▶ [Data section]:
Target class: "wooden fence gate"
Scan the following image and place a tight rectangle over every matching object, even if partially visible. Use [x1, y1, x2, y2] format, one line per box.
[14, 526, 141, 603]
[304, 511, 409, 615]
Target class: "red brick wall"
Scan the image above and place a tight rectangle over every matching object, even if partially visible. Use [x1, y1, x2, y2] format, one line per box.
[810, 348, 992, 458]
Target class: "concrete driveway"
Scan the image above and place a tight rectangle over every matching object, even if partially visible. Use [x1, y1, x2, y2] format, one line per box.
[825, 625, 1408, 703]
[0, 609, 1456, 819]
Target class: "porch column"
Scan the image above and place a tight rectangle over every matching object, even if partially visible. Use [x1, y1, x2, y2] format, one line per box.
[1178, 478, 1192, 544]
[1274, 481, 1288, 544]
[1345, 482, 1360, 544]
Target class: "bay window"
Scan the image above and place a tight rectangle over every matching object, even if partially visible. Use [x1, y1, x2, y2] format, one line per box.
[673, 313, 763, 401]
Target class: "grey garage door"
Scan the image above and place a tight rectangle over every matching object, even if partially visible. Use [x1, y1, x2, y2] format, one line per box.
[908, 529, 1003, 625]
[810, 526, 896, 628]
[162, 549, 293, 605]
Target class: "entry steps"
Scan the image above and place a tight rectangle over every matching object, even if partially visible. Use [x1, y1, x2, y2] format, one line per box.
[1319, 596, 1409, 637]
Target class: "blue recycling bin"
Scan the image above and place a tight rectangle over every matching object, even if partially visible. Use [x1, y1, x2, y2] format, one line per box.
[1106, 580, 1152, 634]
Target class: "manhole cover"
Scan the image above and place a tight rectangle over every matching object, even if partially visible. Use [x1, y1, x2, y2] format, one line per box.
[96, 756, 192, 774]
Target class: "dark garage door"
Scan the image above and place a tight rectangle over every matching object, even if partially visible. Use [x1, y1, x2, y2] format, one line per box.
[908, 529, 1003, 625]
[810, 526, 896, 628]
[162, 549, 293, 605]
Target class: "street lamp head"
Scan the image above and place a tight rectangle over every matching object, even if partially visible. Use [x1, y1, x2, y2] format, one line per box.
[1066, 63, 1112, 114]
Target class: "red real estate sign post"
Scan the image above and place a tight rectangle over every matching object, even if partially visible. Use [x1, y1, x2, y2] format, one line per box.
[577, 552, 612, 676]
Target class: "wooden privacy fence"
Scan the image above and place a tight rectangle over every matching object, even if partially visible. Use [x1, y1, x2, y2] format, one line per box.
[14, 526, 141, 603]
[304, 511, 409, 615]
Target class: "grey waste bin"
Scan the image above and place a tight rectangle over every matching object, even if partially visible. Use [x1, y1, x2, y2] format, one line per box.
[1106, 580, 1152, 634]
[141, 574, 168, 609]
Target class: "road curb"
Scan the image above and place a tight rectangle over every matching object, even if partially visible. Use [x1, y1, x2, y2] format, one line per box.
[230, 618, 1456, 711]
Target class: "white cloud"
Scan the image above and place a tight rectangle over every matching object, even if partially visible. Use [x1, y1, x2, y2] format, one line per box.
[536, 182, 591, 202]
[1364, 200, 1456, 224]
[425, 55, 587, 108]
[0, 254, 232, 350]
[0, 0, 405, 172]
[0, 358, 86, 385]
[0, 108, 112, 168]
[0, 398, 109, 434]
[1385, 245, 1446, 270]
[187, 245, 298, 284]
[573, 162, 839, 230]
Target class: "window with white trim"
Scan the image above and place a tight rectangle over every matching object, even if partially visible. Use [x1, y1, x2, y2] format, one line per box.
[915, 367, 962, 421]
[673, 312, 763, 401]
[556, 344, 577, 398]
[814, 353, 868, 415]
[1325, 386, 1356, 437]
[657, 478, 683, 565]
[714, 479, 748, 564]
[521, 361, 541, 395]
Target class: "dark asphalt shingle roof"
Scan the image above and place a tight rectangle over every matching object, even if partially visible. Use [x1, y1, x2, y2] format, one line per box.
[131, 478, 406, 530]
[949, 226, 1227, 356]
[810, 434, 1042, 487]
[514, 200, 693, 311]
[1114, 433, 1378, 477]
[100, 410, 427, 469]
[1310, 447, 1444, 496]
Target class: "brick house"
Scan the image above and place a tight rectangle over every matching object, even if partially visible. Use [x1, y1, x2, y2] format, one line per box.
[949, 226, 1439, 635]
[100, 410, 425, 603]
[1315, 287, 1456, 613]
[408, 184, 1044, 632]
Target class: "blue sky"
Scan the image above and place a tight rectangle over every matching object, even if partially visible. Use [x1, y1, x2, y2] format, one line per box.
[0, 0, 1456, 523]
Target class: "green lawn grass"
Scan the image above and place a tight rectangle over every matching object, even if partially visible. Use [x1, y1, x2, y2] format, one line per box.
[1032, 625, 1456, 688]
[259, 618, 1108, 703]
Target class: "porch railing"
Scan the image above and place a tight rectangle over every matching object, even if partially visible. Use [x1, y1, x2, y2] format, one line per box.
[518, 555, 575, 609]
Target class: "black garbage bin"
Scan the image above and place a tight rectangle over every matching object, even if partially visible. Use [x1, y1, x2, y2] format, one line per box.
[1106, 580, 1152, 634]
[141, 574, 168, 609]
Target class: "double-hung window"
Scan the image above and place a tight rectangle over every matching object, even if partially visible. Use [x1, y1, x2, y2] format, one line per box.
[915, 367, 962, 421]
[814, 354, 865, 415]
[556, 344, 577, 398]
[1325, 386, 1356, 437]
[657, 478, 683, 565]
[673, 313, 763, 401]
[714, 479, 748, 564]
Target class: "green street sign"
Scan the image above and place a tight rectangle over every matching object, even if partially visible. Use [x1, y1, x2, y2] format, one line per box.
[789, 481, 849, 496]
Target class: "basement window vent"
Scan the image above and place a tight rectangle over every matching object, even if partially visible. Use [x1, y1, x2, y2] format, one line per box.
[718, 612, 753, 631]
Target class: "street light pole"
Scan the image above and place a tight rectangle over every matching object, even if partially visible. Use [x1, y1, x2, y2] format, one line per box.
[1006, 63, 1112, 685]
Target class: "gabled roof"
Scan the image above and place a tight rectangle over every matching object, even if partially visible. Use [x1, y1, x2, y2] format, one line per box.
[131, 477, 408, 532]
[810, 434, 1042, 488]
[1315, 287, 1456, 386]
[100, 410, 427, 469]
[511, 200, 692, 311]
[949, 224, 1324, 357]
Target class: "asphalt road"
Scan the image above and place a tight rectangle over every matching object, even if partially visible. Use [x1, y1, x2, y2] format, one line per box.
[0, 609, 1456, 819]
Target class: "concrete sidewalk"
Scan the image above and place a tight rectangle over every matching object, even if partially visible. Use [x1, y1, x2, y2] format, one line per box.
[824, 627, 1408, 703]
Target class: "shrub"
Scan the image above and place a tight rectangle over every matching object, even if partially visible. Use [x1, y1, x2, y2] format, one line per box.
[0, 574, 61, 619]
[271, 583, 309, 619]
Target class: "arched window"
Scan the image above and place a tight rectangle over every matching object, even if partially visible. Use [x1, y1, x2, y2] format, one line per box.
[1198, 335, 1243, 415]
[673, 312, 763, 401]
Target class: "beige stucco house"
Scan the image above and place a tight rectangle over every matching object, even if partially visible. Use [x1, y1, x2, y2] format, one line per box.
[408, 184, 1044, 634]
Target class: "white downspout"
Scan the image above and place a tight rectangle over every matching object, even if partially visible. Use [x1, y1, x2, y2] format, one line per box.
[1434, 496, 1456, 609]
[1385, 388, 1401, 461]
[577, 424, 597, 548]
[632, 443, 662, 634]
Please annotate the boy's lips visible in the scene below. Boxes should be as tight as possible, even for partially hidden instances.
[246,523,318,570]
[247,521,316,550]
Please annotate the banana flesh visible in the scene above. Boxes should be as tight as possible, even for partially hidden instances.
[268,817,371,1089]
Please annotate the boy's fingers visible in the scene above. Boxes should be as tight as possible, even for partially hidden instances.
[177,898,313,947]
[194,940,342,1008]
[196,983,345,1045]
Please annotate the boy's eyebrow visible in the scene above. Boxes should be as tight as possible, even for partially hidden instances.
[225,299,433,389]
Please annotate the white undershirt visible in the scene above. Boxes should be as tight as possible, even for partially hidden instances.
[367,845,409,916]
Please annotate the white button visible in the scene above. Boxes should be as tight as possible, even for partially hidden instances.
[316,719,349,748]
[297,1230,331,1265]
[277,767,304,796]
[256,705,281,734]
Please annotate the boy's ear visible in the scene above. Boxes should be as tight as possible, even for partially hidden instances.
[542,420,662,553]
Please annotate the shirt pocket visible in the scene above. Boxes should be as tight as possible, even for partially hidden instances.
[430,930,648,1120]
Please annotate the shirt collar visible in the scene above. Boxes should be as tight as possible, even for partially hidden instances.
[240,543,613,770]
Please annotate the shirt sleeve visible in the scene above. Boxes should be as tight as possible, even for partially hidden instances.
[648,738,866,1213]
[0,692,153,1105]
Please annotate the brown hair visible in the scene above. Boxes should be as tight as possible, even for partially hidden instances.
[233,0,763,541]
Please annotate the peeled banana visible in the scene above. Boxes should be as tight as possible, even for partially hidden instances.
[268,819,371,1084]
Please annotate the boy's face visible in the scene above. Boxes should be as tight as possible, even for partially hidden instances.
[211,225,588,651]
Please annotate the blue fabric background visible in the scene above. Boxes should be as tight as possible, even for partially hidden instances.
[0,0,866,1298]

▶ [Directions]: Copy out every line from the beginning of the records down to the one containing "[1319, 596, 1409, 637]", with both ends included, with no changes at all.

▶ [Finished exercise]:
Target class: "wooden fence gate"
Scan the following image and place a tight rectangle over every matching object, even if partially visible. Use [x1, y1, x2, y2] format, one line per box.
[14, 526, 141, 603]
[304, 511, 409, 615]
Target class: "red brick wall"
Scan the image above and place a tight rectangle over every matching object, even if partially visible. Use [x1, y1, x2, y2] format, one line per box.
[810, 348, 992, 458]
Target class: "concrete driveway"
Scan the image above and place a tight rectangle over every matching object, even if partially visible. Use [x1, y1, x2, y2] format, one line per box.
[825, 625, 1408, 703]
[0, 609, 1456, 819]
Target class: "porch column"
Scan the image above and place a tight rectangle over every matching object, even if partially visible. Use [x1, y1, x2, y2] format, one line per box.
[1178, 478, 1192, 544]
[1274, 481, 1288, 544]
[1345, 482, 1360, 544]
Target class: "bay window"
Scan the image above and place a tight rectangle over every matching object, even if partially visible. Use [x1, y1, x2, y2] format, one line per box.
[673, 313, 763, 401]
Target class: "grey garage door"
Scan the image above and place a tight rectangle over every matching object, even if partially visible. Use [x1, y1, x2, y2] format, one line per box.
[908, 529, 1003, 625]
[810, 526, 896, 628]
[162, 549, 293, 605]
Target class: "entry steps"
Scan the image above and place a tight rectangle over every matching object, even if partially visible. Use [x1, y1, x2, y2] format, one line per box.
[1319, 596, 1409, 637]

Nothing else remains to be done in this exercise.